═════ Data to use ═════

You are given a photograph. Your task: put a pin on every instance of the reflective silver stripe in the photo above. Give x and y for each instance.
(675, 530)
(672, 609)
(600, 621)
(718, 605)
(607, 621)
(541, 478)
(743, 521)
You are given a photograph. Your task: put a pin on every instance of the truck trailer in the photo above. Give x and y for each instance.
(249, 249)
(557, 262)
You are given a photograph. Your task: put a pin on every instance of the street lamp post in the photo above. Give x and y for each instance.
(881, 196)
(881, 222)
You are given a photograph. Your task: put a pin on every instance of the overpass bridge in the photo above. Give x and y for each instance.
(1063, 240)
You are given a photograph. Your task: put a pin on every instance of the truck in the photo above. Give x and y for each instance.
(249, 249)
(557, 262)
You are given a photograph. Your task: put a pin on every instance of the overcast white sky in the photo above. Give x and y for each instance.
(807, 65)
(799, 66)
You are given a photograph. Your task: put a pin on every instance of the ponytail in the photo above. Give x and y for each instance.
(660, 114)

═════

§ **Problem details**
Give the entries again in full, exactly as they are written.

§ **Result of this task**
You are given a photograph. Your task: put a pin on every instance of the reflective silver stripe in the photo above. Give x and y for each instance.
(675, 530)
(672, 609)
(600, 621)
(718, 605)
(607, 621)
(541, 478)
(743, 521)
You are given a photograph. Your task: put a pin on every instance of the truck trailer in the photo above. Give x and y for each instance.
(249, 249)
(557, 262)
You are given a photograph. Your task: put a pin on every instance of the street lamp post in the photo above. Give x and y for each instance.
(881, 196)
(881, 222)
You are given a photograph. Your task: put a pin on every instance of the overpass bridge in the photo above. Give x and y for each instance.
(1063, 240)
You are given a photograph. Your task: put a pin on every instance of the truck in the photo above. Give x and y for each instance.
(249, 249)
(557, 262)
You are given a photograph. Your task: put a pin on every instance of the overcast white sky in the photo above. Give x and y for each instance.
(807, 65)
(799, 66)
You are given a photograph. Your task: put a pin on every instance of the ponytail in the photo above. Give x and y for each instance.
(660, 114)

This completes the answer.